- _Input rows_

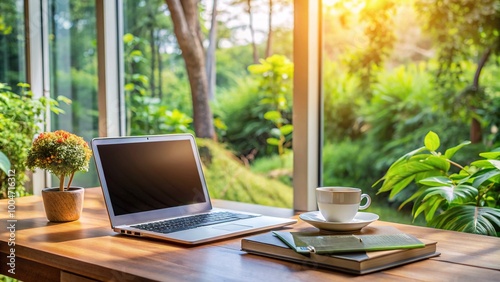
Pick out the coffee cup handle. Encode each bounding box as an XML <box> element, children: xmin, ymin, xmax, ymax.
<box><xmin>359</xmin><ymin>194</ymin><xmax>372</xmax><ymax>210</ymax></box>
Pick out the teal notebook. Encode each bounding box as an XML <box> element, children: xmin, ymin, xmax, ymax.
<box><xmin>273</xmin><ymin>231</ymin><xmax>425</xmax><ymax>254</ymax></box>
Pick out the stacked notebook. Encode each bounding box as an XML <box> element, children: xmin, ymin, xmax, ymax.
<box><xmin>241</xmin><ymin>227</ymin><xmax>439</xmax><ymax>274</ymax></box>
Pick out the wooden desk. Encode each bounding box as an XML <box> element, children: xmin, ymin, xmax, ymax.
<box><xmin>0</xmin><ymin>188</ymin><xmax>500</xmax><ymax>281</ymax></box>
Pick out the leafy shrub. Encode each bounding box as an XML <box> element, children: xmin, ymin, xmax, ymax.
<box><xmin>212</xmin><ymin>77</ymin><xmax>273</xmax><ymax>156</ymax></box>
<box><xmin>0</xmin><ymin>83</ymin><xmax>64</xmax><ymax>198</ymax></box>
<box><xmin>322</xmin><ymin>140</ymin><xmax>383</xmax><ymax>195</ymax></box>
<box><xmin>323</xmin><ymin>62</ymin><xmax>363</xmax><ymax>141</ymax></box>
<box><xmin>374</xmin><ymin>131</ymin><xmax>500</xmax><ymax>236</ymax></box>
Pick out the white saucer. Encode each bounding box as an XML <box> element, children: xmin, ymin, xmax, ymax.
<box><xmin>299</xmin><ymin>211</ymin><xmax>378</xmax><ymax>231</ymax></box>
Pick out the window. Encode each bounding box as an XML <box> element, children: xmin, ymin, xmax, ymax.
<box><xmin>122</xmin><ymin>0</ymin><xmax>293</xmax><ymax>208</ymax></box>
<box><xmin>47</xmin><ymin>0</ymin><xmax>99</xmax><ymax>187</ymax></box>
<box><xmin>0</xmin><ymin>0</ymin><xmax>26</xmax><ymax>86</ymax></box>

* * *

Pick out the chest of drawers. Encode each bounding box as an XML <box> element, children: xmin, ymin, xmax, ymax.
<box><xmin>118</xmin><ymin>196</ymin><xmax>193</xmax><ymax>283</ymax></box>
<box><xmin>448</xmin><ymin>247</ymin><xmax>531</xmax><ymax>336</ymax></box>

--

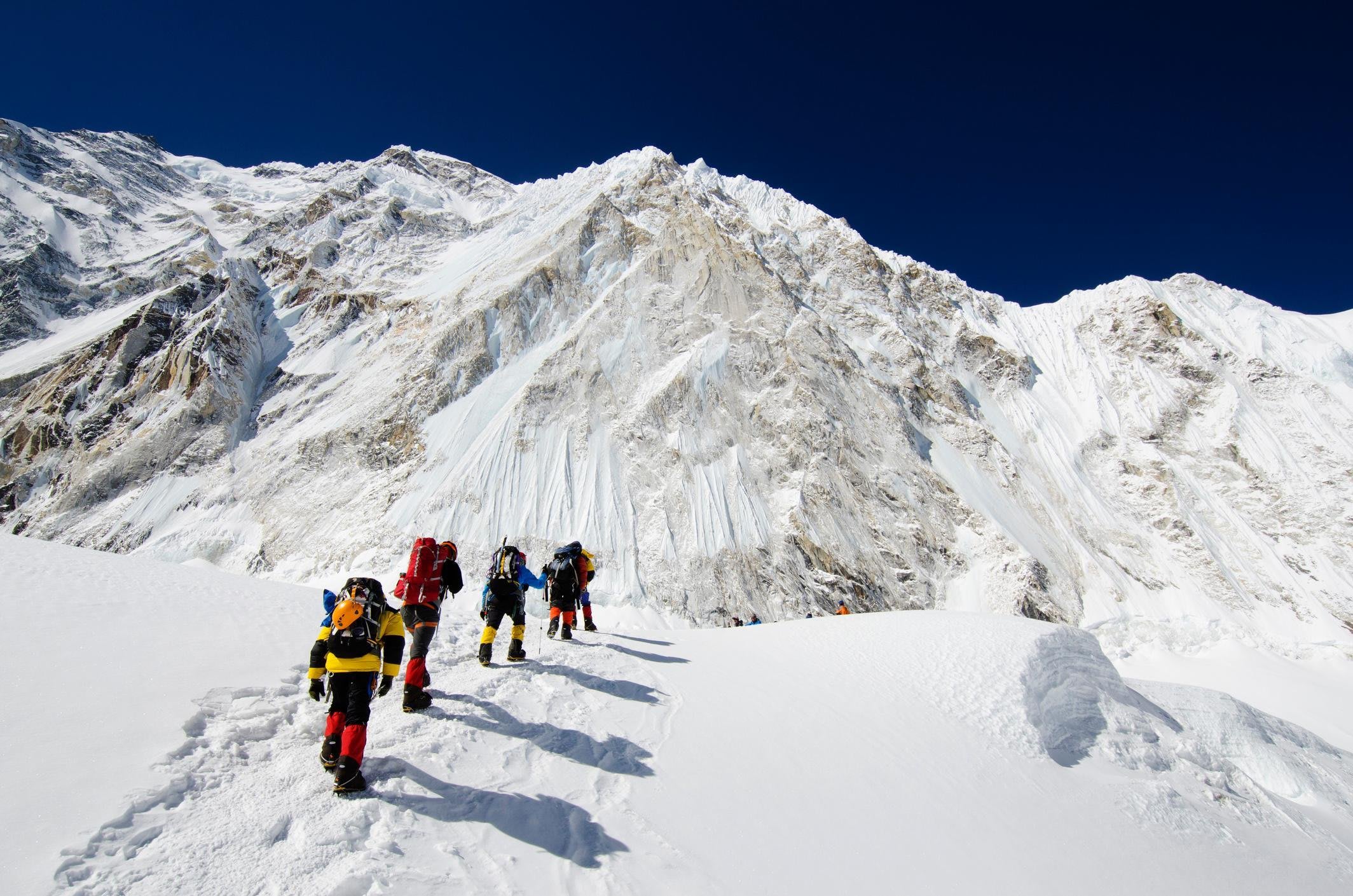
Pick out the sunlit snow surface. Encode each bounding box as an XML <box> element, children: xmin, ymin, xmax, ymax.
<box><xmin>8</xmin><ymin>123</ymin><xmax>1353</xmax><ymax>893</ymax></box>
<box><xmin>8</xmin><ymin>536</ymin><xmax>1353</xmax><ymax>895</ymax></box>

- _Task prompt_
List each line from the entries above that contains the word "notebook", copying the lines word for word.

- _Worked solution_
Pick out the teal notebook. Encode each bounding box as an XML <box> element, children: xmin, ymin, xmax, ymax.
Pick out the stacked notebook. Encode each bounding box as an XML <box> element, children: xmin, ymin, xmax, ymax.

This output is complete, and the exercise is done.